[[ Material for this exercise open ]]
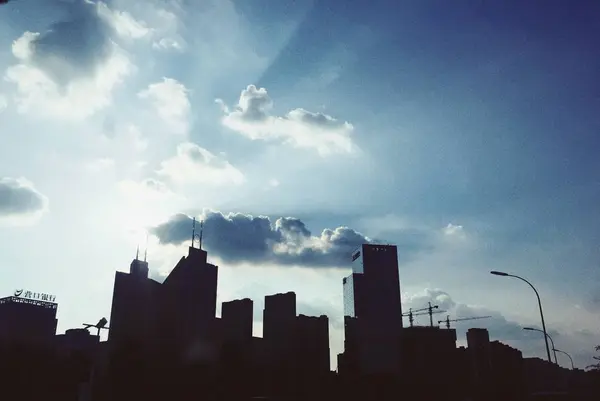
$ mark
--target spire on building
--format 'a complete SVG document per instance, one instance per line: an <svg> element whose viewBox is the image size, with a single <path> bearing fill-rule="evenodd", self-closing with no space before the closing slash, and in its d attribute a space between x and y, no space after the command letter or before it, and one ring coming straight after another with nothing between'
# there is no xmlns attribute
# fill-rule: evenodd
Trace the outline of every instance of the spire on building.
<svg viewBox="0 0 600 401"><path fill-rule="evenodd" d="M146 233L146 249L144 250L144 262L146 262L147 257L148 257L148 233Z"/></svg>
<svg viewBox="0 0 600 401"><path fill-rule="evenodd" d="M198 239L198 249L202 249L202 233L204 231L204 220L200 221L200 234L196 234L196 218L192 220L192 248Z"/></svg>

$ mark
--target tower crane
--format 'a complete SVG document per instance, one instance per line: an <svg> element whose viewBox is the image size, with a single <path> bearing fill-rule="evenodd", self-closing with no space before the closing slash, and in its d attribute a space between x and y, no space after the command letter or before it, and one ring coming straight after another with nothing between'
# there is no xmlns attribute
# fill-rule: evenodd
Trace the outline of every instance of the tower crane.
<svg viewBox="0 0 600 401"><path fill-rule="evenodd" d="M463 318L458 318L458 319L450 319L450 315L446 316L446 320L438 320L438 324L445 322L446 323L446 328L449 329L450 328L450 322L462 322L465 320L477 320L477 319L487 319L490 318L491 316L474 316L474 317L463 317Z"/></svg>
<svg viewBox="0 0 600 401"><path fill-rule="evenodd" d="M100 329L108 330L108 327L106 327L106 323L108 323L108 320L106 320L106 318L103 317L96 324L84 323L83 324L83 328L89 329L89 328L93 327L95 329L98 329L98 334L97 335L98 335L98 337L100 337Z"/></svg>
<svg viewBox="0 0 600 401"><path fill-rule="evenodd" d="M444 311L441 310L436 310L434 311L434 309L438 309L439 306L438 305L431 305L431 302L429 302L429 306L427 308L421 308L421 309L415 309L413 310L412 308L410 308L408 310L407 313L403 313L402 316L403 317L407 317L408 316L408 321L410 322L410 327L413 327L413 323L415 321L414 317L415 316L422 316L422 315L429 315L429 325L431 327L433 327L433 314L434 313L443 313Z"/></svg>

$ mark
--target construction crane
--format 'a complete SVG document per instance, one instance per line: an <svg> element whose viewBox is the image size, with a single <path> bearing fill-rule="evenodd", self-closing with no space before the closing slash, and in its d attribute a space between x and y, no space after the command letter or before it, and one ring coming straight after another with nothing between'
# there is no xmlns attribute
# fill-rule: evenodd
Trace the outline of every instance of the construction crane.
<svg viewBox="0 0 600 401"><path fill-rule="evenodd" d="M84 327L85 329L89 329L89 328L91 328L91 327L94 327L95 329L98 329L98 333L97 333L96 335L97 335L98 337L100 337L100 330L101 330L101 329L103 329L103 330L108 330L108 327L106 327L106 323L108 323L108 320L106 320L106 318L105 318L105 317L103 317L102 319L100 319L100 320L98 321L98 323L96 323L96 324L84 323L84 324L83 324L83 327Z"/></svg>
<svg viewBox="0 0 600 401"><path fill-rule="evenodd" d="M491 316L474 316L474 317L463 317L463 318L458 318L458 319L450 319L450 315L446 316L446 320L438 320L438 324L445 322L446 323L446 328L449 329L450 328L450 322L462 322L465 320L477 320L477 319L487 319L490 318Z"/></svg>
<svg viewBox="0 0 600 401"><path fill-rule="evenodd" d="M439 308L438 305L431 305L431 302L429 302L429 306L427 308L421 308L421 309L415 309L415 310L410 308L408 310L408 312L403 313L402 316L403 317L408 316L408 321L410 323L410 327L413 327L413 323L415 321L414 316L429 315L429 325L431 327L433 327L433 314L434 313L444 313L444 311L440 311L440 310L434 311L434 309L438 309L438 308Z"/></svg>

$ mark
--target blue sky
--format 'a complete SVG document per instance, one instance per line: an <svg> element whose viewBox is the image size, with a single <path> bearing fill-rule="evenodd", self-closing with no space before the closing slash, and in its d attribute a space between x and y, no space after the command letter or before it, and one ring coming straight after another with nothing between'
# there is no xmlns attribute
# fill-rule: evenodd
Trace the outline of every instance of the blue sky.
<svg viewBox="0 0 600 401"><path fill-rule="evenodd" d="M344 258L381 240L398 245L405 309L491 314L477 325L543 356L520 330L539 325L533 294L488 274L511 271L538 286L557 347L587 365L600 342L599 13L562 1L5 5L0 291L55 293L59 331L108 317L114 272L146 233L160 279L195 216L219 301L254 298L257 334L261 298L295 290L301 311L330 315L339 352Z"/></svg>

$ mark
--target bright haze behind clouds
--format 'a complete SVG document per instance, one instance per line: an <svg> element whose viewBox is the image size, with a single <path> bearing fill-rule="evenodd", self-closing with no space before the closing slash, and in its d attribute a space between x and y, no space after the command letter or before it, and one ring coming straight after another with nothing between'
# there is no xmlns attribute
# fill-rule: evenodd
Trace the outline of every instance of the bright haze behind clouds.
<svg viewBox="0 0 600 401"><path fill-rule="evenodd" d="M392 5L394 3L394 5ZM586 3L584 5L584 3ZM403 307L544 356L600 343L593 2L21 0L0 8L0 295L109 317L205 221L219 302L296 291L343 347L342 277L398 246ZM438 315L439 319L445 315ZM426 324L426 320L418 321ZM538 333L539 334L539 333ZM335 358L332 358L335 364ZM566 361L561 361L563 365Z"/></svg>

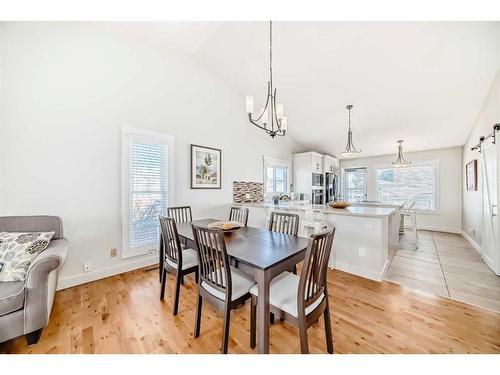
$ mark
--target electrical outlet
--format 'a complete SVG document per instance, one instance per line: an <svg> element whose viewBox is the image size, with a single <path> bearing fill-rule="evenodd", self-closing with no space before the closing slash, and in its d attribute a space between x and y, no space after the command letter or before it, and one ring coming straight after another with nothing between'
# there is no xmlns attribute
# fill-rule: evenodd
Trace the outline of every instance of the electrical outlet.
<svg viewBox="0 0 500 375"><path fill-rule="evenodd" d="M148 250L148 254L149 255L153 255L153 254L156 254L157 250L156 249L149 249Z"/></svg>
<svg viewBox="0 0 500 375"><path fill-rule="evenodd" d="M475 229L471 229L469 232L470 232L470 234L472 234L473 236L476 234L476 230L475 230Z"/></svg>
<svg viewBox="0 0 500 375"><path fill-rule="evenodd" d="M366 248L365 247L359 247L358 248L358 256L361 258L366 258Z"/></svg>
<svg viewBox="0 0 500 375"><path fill-rule="evenodd" d="M115 256L118 255L118 249L115 247L115 248L111 249L109 253L110 253L111 258L114 258Z"/></svg>
<svg viewBox="0 0 500 375"><path fill-rule="evenodd" d="M92 271L92 263L90 262L83 263L83 272L90 272L90 271Z"/></svg>

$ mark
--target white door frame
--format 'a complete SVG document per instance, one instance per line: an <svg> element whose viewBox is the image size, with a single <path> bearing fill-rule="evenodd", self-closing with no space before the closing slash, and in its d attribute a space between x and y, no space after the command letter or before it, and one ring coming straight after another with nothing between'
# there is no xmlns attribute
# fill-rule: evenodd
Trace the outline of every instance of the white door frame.
<svg viewBox="0 0 500 375"><path fill-rule="evenodd" d="M500 228L498 220L499 154L498 145L491 142L481 146L482 233L481 256L484 262L500 275Z"/></svg>

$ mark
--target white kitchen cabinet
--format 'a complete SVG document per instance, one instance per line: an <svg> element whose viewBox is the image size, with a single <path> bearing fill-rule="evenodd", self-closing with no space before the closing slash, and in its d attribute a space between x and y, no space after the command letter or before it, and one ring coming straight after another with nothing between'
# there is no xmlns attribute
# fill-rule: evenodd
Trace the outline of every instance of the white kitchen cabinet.
<svg viewBox="0 0 500 375"><path fill-rule="evenodd" d="M323 159L323 170L325 173L338 173L339 172L339 161L330 155L325 155Z"/></svg>
<svg viewBox="0 0 500 375"><path fill-rule="evenodd" d="M323 173L323 155L311 152L312 171L314 173Z"/></svg>

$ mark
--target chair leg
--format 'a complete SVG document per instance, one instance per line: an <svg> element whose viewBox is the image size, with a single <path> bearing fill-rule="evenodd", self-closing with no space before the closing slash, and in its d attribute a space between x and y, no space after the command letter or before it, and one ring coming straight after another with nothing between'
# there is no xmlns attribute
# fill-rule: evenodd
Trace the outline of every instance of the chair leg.
<svg viewBox="0 0 500 375"><path fill-rule="evenodd" d="M198 284L198 271L194 271L194 282Z"/></svg>
<svg viewBox="0 0 500 375"><path fill-rule="evenodd" d="M328 353L333 354L333 336L332 336L332 321L330 318L330 307L328 300L326 301L326 308L323 312L325 318L325 336L326 336L326 350Z"/></svg>
<svg viewBox="0 0 500 375"><path fill-rule="evenodd" d="M177 311L179 310L179 295L181 293L181 283L182 283L183 276L180 274L177 274L177 277L175 279L175 299L174 299L174 306L172 308L172 314L177 315Z"/></svg>
<svg viewBox="0 0 500 375"><path fill-rule="evenodd" d="M250 348L255 349L257 336L257 297L250 300Z"/></svg>
<svg viewBox="0 0 500 375"><path fill-rule="evenodd" d="M167 271L164 268L161 270L160 301L163 301L163 299L165 298L166 283L167 283Z"/></svg>
<svg viewBox="0 0 500 375"><path fill-rule="evenodd" d="M307 328L304 321L299 322L300 350L302 354L309 354L309 344L307 342Z"/></svg>
<svg viewBox="0 0 500 375"><path fill-rule="evenodd" d="M224 314L224 332L222 333L222 349L221 352L222 354L227 354L227 347L228 347L228 342L229 342L229 323L231 320L231 309L226 308L225 314Z"/></svg>
<svg viewBox="0 0 500 375"><path fill-rule="evenodd" d="M28 343L28 345L34 345L38 342L38 340L40 340L41 335L42 335L42 328L30 332L26 334L26 342Z"/></svg>
<svg viewBox="0 0 500 375"><path fill-rule="evenodd" d="M203 299L200 296L200 293L198 293L198 301L196 302L196 315L194 319L194 337L200 336L202 305L203 305Z"/></svg>
<svg viewBox="0 0 500 375"><path fill-rule="evenodd" d="M181 276L181 285L184 285L184 275Z"/></svg>

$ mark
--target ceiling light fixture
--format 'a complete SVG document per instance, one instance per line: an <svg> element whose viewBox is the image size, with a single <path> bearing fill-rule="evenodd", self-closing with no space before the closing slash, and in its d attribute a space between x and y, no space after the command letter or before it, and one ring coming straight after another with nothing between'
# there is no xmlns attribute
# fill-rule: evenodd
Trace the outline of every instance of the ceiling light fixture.
<svg viewBox="0 0 500 375"><path fill-rule="evenodd" d="M407 161L403 156L403 141L400 139L398 141L398 158L392 165L395 168L404 168L411 164L411 161Z"/></svg>
<svg viewBox="0 0 500 375"><path fill-rule="evenodd" d="M351 130L351 109L353 105L349 104L346 108L349 111L349 131L347 132L347 145L345 146L344 152L340 153L340 156L343 158L353 158L357 156L361 151L356 150L354 147L354 143L352 141L352 130Z"/></svg>
<svg viewBox="0 0 500 375"><path fill-rule="evenodd" d="M273 22L269 21L269 81L267 81L266 105L261 110L259 117L253 119L253 95L247 95L246 111L248 120L259 129L264 130L274 138L284 136L288 127L287 117L284 115L282 103L276 104L276 89L273 91ZM260 122L260 123L259 123Z"/></svg>

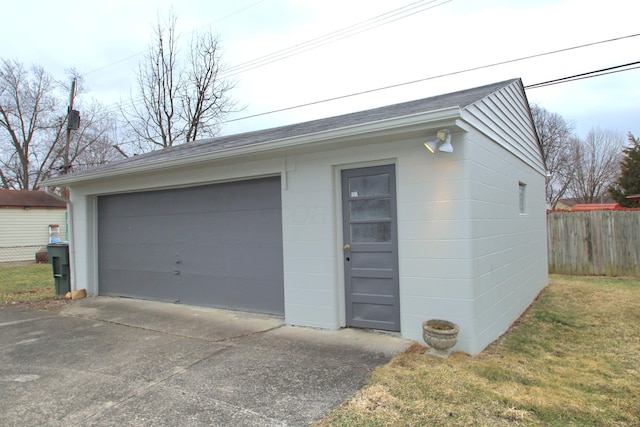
[[ Material for this exercise closed ]]
• Your instructions
Return each line above where the word "target" shows up.

• Final answer
--target spire on building
--target tower crane
--target construction crane
--target blue sky
--target bright haze behind clouds
--target electrical outlet
--target white door frame
--target white kitchen cabinet
--target chair leg
--target ceiling light fixture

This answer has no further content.